## Cosa fare
Ricopia parola per parola tutto il brano sulla rivoluzione in Sicilia, senza cambiare niente.

## Pagina

..........

XVI. La rivoluzione in Sicilia erasi distesa dalla città di Palermo al Vallo dello stesso nome, ed indi al contiguo di Girgenti. Là Vallo vuol dir provincia; e vien da valle, che essendo tre principali, dividono l’isola in tre gran parti, e però in antico erano tre le province, oggi divise in sette, che pur chiamansi Valli. I due valli ribelli con inviti e minacce concitavano gli altri cinque, che rispondevano da nemici coll’armi; avvegnachè ridestato l’antico livore fra le siciliane città, facendosi altiera Siracusa per le sue memorie, Messina per le sue ricchezze, Palermo perchè regina dell’isola, si combattevano i concittadini, le famiglie, i congiunti, in guerra, non che civile, domestica. Quei soli due valli erano contrarii al governo di Napoli; gli altri cinque obbedienti. Il re nominò suo luogotenente il principe della Scaletta, e comandante delle armi il generale Florestano Pepe che andò a Messina, vi dimorò pochi giorni, ed inatteso ritornò in Napoli.

..........

## Dati raccolti
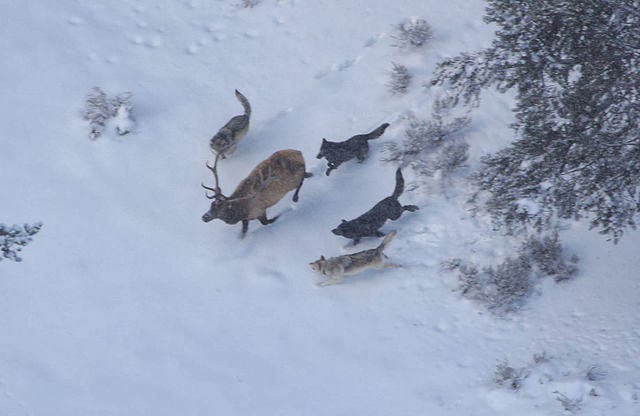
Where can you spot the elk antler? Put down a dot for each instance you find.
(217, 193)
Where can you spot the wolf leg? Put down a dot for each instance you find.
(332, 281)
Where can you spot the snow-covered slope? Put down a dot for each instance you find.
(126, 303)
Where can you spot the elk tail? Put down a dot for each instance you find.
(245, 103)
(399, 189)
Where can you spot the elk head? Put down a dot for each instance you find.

..........

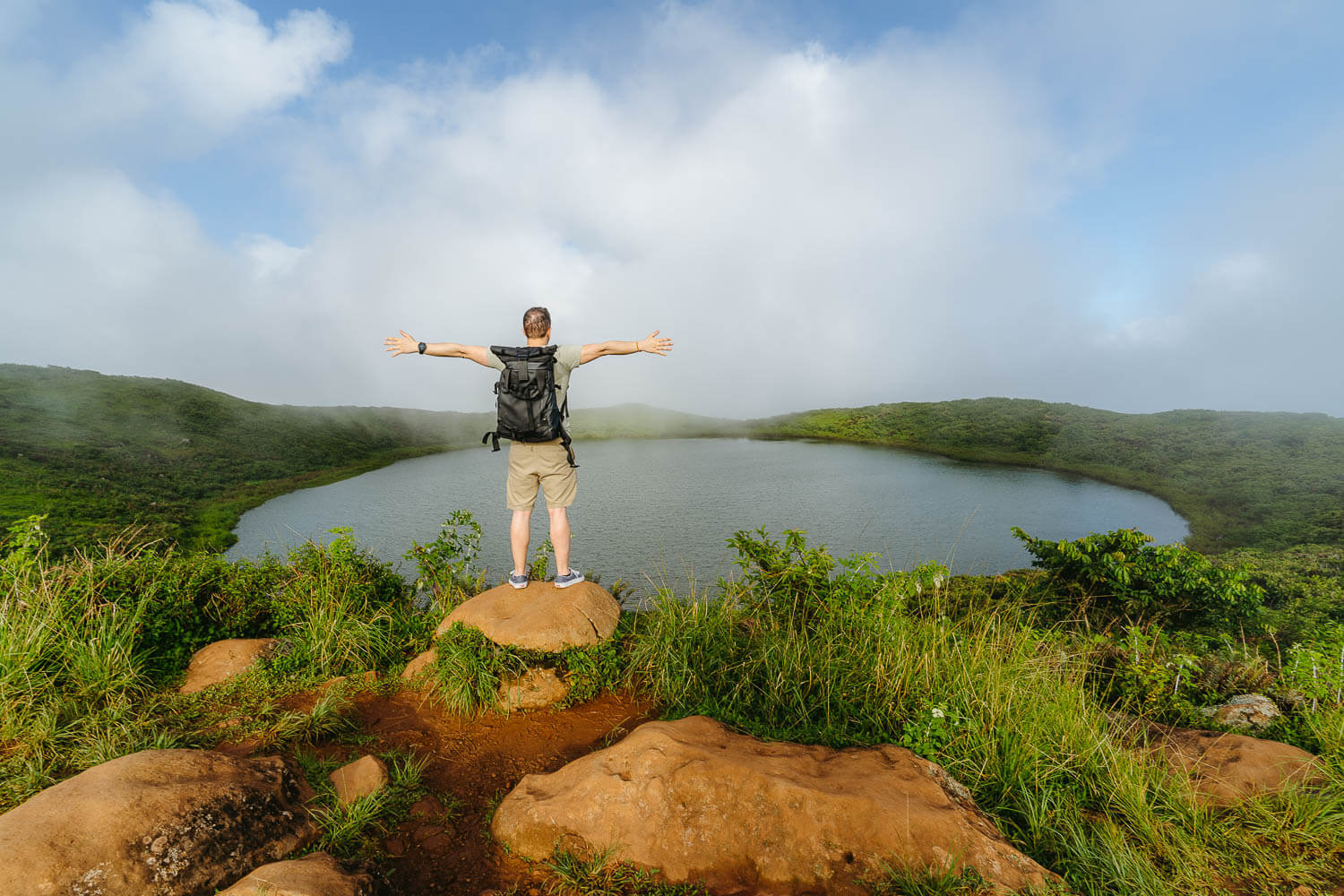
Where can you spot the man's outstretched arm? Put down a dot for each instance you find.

..........

## Risultato
XVI. La rivoluzione in Sicilia erasi distesa dalla città di Palermo al Vallo dello stesso nome, ed indi al contiguo di Girgenti. Là Vallo vuol dir provincia; e vien da valle, che essendo tre principali, dividono l’isola in tre gran parti, e però in antico erano tre le province, oggi divise in sette, che pur chiamansi Valli. I due valli ribelli con inviti e minacce concitavano gli altri cinque, che rispondevano da nemici coll’armi; avvegnachè ridestato l’antico livore fra le siciliane città, facendosi altiera Siracusa per le sue memorie, Messina per le sue ricchezze, Palermo perchè regina dell’isola, si combattevano i concittadini, le famiglie, i congiunti, in guerra, non che civile, domestica. Quei soli due valli erano contrarii al governo di Napoli; gli altri cinque obbedienti. Il re nominò suo luogotenente il principe della Scaletta, e comandante delle armi il generale Florestano Pepe che andò a Messina, vi dimorò pochi giorni, ed inatteso ritornò in Napoli.